■ EXERCISE DIRECTIONS ■
Pull every line from the records below and reproduce each one unchanged.

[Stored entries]

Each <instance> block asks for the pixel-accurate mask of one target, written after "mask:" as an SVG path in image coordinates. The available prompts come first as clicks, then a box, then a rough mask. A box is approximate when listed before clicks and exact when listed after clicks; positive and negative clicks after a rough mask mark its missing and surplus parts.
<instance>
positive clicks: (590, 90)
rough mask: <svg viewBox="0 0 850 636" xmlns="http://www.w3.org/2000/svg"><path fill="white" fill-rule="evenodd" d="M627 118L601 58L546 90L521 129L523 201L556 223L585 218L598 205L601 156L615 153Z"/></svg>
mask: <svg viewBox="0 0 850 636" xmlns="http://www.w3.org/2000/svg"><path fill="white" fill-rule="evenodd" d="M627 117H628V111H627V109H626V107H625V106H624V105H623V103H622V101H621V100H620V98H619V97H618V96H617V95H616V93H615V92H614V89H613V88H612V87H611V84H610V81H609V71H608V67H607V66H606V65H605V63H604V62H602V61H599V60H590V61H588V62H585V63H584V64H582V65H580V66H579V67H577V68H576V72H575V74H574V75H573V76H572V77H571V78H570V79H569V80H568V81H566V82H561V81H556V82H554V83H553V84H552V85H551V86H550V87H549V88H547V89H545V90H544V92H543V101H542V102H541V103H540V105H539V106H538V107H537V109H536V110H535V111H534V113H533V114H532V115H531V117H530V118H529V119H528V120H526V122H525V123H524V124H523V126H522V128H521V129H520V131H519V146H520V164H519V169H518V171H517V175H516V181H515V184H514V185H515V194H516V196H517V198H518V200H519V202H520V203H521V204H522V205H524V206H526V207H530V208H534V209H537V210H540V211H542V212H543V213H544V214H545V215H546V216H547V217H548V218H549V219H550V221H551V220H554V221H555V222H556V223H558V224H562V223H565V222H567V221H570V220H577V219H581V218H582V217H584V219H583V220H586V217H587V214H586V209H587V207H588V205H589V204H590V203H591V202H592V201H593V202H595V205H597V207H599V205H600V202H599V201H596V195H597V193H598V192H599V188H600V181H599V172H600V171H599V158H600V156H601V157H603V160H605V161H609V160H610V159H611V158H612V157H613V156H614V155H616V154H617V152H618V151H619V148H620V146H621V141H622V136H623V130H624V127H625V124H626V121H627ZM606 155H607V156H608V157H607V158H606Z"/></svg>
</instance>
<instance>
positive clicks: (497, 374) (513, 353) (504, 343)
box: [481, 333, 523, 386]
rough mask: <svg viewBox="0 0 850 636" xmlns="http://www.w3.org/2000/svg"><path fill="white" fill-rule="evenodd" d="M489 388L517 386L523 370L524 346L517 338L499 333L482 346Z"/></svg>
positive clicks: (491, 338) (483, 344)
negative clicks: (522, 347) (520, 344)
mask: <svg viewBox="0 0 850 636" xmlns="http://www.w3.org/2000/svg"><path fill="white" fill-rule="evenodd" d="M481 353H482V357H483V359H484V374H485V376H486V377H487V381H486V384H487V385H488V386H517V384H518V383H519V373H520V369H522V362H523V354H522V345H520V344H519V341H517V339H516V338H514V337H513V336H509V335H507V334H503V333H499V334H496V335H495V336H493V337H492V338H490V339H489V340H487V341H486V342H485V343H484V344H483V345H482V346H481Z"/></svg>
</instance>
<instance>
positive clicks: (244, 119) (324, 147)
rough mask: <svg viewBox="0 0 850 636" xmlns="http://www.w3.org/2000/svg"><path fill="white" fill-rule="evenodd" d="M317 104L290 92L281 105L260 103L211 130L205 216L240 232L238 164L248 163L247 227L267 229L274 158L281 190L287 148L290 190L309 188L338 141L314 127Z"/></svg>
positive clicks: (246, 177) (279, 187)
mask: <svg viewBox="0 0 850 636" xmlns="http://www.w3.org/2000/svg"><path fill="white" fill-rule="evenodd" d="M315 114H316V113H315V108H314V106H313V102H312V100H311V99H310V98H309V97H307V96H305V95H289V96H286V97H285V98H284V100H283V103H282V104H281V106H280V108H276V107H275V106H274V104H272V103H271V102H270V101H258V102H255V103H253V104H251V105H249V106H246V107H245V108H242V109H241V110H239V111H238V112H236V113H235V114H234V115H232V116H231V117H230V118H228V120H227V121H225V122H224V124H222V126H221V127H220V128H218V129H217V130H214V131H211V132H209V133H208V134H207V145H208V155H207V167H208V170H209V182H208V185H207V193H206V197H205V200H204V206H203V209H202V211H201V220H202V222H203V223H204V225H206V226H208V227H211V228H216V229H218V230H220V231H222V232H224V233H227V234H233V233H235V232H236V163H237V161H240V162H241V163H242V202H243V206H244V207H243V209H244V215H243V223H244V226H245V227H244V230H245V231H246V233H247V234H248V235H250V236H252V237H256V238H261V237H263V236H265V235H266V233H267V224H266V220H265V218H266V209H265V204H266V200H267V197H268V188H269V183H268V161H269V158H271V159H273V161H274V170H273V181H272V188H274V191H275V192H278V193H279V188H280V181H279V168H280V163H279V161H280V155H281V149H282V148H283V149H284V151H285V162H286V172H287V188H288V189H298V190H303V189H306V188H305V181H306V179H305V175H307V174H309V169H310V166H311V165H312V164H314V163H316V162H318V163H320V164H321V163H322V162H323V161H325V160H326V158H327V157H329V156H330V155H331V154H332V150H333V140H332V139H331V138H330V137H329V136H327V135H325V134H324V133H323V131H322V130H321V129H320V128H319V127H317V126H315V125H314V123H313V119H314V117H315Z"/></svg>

■ OUTPUT OF THE TASK ■
Each <instance> block asks for the pixel-accurate mask of one target, written after "mask:" as an SVG path in image coordinates. The available prompts come first as clicks, then a box, then a rough mask. A box is approximate when listed before clicks and exact when listed after clicks; positive and negative clicks after a rough mask mark its missing and surplus parts.
<instance>
positive clicks: (590, 90)
rough mask: <svg viewBox="0 0 850 636" xmlns="http://www.w3.org/2000/svg"><path fill="white" fill-rule="evenodd" d="M627 118L601 58L546 90L521 129L523 201L556 223L585 218L598 205L601 156L615 153Z"/></svg>
mask: <svg viewBox="0 0 850 636" xmlns="http://www.w3.org/2000/svg"><path fill="white" fill-rule="evenodd" d="M627 117H628V111H627V109H626V107H625V106H624V105H623V103H622V101H621V100H620V98H619V97H618V96H617V95H616V93H615V92H614V89H613V88H612V87H611V84H610V81H609V71H608V67H607V66H606V65H605V63H604V62H602V61H599V60H590V61H588V62H585V63H584V64H582V65H580V66H579V67H577V68H576V72H575V74H574V75H573V76H572V77H571V78H570V79H569V80H568V81H566V82H561V81H556V82H554V83H553V84H552V85H551V86H550V87H549V88H547V89H545V90H544V92H543V101H542V102H541V103H540V105H539V106H538V107H537V109H536V110H535V111H534V113H533V114H532V115H531V117H530V118H529V119H528V120H526V122H525V123H524V124H523V126H522V128H521V129H520V131H519V146H520V164H519V169H518V171H517V175H516V181H515V184H514V185H515V194H516V196H517V198H518V200H519V202H520V203H521V204H522V205H524V206H526V207H530V208H534V209H537V210H540V211H542V212H543V213H544V214H545V215H546V216H547V217H548V218H549V219H550V221H551V220H554V221H555V222H556V223H558V224H562V223H565V222H567V221H570V220H577V219H581V218H582V217H584V219H583V220H586V217H587V214H586V209H587V207H588V205H589V204H590V203H591V202H592V201H593V202H595V205H597V207H599V205H600V202H599V201H596V195H597V193H598V192H599V188H600V181H599V172H600V171H599V158H600V156H601V157H603V160H605V161H609V160H610V159H611V158H612V157H613V156H614V155H616V154H617V152H618V151H619V148H620V146H621V141H622V136H623V130H624V127H625V124H626V121H627ZM606 155H607V156H608V157H607V158H606Z"/></svg>
</instance>
<instance>
positive clicks: (497, 374) (513, 353) (504, 343)
box: [481, 333, 523, 386]
rough mask: <svg viewBox="0 0 850 636" xmlns="http://www.w3.org/2000/svg"><path fill="white" fill-rule="evenodd" d="M489 388L517 386L523 370L524 346L517 338L499 333L482 346Z"/></svg>
positive clicks: (491, 338) (483, 344)
negative clicks: (522, 347) (520, 344)
mask: <svg viewBox="0 0 850 636" xmlns="http://www.w3.org/2000/svg"><path fill="white" fill-rule="evenodd" d="M481 353H482V357H483V359H484V374H485V376H486V377H487V381H486V384H487V385H488V386H517V384H518V383H519V373H520V369H522V362H523V354H522V345H520V344H519V341H517V339H516V338H514V337H513V336H509V335H507V334H503V333H499V334H496V335H495V336H493V337H492V338H490V339H489V340H487V341H486V342H485V343H484V344H483V345H482V346H481Z"/></svg>
</instance>
<instance>
positive clicks: (244, 119) (324, 147)
rough mask: <svg viewBox="0 0 850 636" xmlns="http://www.w3.org/2000/svg"><path fill="white" fill-rule="evenodd" d="M317 104L290 92L281 105L260 103L211 130L205 216L240 232L238 164L248 163L247 227L267 229L274 158L281 190L287 148L290 190L309 188L338 141L314 127Z"/></svg>
positive clicks: (246, 177) (279, 187)
mask: <svg viewBox="0 0 850 636" xmlns="http://www.w3.org/2000/svg"><path fill="white" fill-rule="evenodd" d="M315 114H316V113H315V108H314V106H313V102H312V100H311V99H310V98H309V97H307V96H305V95H289V96H286V97H285V98H284V100H283V103H282V104H281V106H280V108H276V107H275V106H274V104H272V103H271V102H270V101H258V102H255V103H253V104H251V105H249V106H246V107H245V108H242V109H241V110H239V111H238V112H236V113H235V114H234V115H232V116H231V117H230V118H228V120H227V121H225V122H224V124H222V126H221V127H220V128H218V129H217V130H214V131H211V132H209V133H208V134H207V145H208V155H207V167H208V170H209V182H208V185H207V193H206V197H205V200H204V206H203V209H202V211H201V220H202V222H203V223H204V225H206V226H208V227H211V228H216V229H218V230H220V231H222V232H224V233H227V234H233V233H235V232H236V163H237V161H240V162H241V163H242V202H243V206H244V207H243V209H244V215H243V223H244V226H245V227H244V230H245V231H246V233H247V234H248V235H250V236H252V237H256V238H261V237H263V236H265V235H266V233H267V224H266V220H265V218H266V209H265V204H266V200H267V197H268V188H269V183H268V161H269V158H271V159H273V161H274V170H273V181H272V188H274V191H275V192H278V193H279V188H280V181H279V168H280V163H279V161H280V155H281V149H282V148H283V149H284V151H285V162H286V172H287V188H288V189H298V190H303V189H306V188H305V181H306V179H305V175H307V174H309V169H310V166H311V165H312V164H314V163H316V162H318V163H320V164H321V163H322V162H323V161H325V160H326V158H327V157H329V156H330V155H331V154H332V150H333V140H332V139H331V138H330V137H329V136H327V135H325V134H324V133H323V131H322V130H321V129H320V128H319V127H317V126H315V125H314V123H313V119H314V117H315Z"/></svg>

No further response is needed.